**CHALLENGE 1:** In the code review page below, which register is named as the return register on SystemZ?
**CHALLENGE 2:** Decide whether each statement agrees with the code review page below, answering yes or no and quoting the deciding words: (a) The review was authored by jonpa on Apr 29 2018. (b) The author suggests that R11, the DP, should also be added. (c) The review has been accepted.
**CHALLENGE 3:** Write out the part of the code review page below from "Authored by jonpa" up to and including "return UB resulted.".

**TEXT SEGMENT:**

Page MenuHomePhabricator

[SystemZ, IPRA] determineCalleeSaves must always add return register and DP.
Needs ReviewPublic

Authored by jonpa on Apr 29 2018, 3:18 AM.

Details

Summary

When enabling IPRA on SystemZ, a benchmark crashed and I found out that a function had been optimized to not save the Callee Saved Registers, which unfortunately included the return register (%r14) on SystemZ, so when the function tried to return UB resulted.

To fix this, I beleive SystemZFrameLowering::determineCalleeSaves() needs to add R14D to SavedRegs. I also think the DP should be added (R11), in case the calling function uses DP, right?

In SystemZFrameLowering::determineCalleeSaves(), the first call to TargetFrameLowering::determineCalleeSaves(MF, SavedRegs, RS) will not add any registers to SavedRegs if

// When interprocedural register allocation is enabled caller saved registers
// are preferred over callee saved registers.
if (MF.getTarget().Options.EnableIPRA && isSafeForNoCSROpt(MF.getFunction()))

**RAW DATA:**
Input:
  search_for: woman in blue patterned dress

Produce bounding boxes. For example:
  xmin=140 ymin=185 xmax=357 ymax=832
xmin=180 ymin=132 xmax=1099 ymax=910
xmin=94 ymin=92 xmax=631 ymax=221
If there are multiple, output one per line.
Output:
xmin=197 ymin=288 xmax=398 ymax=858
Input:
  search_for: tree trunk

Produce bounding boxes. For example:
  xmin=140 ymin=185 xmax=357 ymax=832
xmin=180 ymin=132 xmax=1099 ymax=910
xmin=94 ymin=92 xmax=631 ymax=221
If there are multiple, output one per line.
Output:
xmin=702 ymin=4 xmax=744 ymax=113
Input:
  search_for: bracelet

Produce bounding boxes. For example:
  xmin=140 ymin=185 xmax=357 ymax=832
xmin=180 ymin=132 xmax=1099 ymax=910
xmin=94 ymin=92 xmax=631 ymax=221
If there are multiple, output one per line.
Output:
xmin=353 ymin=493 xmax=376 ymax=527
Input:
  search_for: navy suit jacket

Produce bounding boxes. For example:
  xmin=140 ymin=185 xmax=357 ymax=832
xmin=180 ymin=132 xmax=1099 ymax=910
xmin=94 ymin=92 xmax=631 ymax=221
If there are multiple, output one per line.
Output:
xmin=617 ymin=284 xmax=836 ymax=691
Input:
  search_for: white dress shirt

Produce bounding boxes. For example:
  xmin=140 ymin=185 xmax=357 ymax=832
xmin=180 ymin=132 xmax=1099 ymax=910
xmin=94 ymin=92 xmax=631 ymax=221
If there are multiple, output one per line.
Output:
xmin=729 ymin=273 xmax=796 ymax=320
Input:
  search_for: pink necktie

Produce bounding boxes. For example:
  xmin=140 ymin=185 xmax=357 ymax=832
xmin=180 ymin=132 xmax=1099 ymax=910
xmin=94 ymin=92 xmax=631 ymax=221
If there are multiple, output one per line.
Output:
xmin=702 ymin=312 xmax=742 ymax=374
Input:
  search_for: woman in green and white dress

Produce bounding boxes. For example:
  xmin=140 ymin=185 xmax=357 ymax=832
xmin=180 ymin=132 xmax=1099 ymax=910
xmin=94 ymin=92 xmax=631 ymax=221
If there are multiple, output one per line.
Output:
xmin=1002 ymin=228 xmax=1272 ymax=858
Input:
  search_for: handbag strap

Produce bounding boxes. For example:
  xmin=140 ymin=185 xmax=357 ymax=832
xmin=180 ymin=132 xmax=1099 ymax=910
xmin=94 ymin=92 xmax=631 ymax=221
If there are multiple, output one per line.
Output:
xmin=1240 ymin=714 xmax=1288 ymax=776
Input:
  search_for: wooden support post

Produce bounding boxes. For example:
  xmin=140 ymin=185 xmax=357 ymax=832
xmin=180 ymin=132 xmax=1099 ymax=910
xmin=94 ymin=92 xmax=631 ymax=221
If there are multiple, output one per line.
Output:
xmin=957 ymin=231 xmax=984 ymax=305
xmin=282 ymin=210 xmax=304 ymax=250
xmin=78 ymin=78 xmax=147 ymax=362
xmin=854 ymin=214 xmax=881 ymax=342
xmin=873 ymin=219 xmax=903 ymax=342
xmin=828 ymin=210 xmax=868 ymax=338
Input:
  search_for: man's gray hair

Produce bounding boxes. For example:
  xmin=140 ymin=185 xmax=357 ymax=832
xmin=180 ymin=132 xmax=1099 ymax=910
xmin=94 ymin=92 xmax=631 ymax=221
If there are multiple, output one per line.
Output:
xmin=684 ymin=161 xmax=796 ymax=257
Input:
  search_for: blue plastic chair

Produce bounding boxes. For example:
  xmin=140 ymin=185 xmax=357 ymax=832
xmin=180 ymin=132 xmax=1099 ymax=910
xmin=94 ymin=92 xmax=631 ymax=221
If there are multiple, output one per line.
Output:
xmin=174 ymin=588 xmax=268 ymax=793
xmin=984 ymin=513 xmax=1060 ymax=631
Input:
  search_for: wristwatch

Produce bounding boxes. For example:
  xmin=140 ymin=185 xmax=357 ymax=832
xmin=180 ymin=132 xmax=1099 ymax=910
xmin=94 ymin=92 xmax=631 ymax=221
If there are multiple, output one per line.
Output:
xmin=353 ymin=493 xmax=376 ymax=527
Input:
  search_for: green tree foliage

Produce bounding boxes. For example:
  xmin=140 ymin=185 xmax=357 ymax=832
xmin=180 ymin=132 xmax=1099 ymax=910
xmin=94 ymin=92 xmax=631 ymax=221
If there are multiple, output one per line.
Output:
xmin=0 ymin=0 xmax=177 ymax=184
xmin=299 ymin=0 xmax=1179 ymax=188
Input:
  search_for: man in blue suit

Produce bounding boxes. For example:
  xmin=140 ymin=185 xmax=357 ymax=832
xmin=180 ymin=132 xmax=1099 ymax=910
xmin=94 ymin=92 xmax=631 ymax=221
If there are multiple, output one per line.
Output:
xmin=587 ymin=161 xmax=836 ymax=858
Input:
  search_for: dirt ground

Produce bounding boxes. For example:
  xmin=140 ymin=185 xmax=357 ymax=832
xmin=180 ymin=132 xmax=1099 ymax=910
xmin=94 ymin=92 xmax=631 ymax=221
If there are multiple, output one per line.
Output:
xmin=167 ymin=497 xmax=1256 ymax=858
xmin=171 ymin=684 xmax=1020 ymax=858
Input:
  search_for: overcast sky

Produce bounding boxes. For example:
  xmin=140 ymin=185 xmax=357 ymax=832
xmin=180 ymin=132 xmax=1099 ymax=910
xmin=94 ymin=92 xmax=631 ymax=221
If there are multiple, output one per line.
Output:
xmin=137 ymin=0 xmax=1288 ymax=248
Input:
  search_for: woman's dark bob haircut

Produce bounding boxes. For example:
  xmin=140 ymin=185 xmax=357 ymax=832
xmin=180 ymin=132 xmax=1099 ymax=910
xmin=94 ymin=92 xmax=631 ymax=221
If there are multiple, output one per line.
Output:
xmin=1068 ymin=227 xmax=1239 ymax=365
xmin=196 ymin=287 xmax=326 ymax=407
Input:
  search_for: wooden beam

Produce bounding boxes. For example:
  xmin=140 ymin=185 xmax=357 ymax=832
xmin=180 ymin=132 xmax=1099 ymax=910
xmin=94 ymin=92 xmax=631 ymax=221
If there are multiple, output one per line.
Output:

**OUTPUT 1:** %r14

**OUTPUT 2:**
(a) Yes: "Authored by jonpa on Apr 29 2018, 3:18 AM."
(b) Yes: "I also think the DP should be added (R11)"
(c) No: "Needs Review"

**OUTPUT 3:**
Authored by jonpa on Apr 29 2018, 3:18 AM.

Details

Summary

When enabling IPRA on SystemZ, a benchmark crashed and I found out that a function had been optimized to not save the Callee Saved Registers, which unfortunately included the return register (%r14) on SystemZ, so when the function tried to return UB resulted.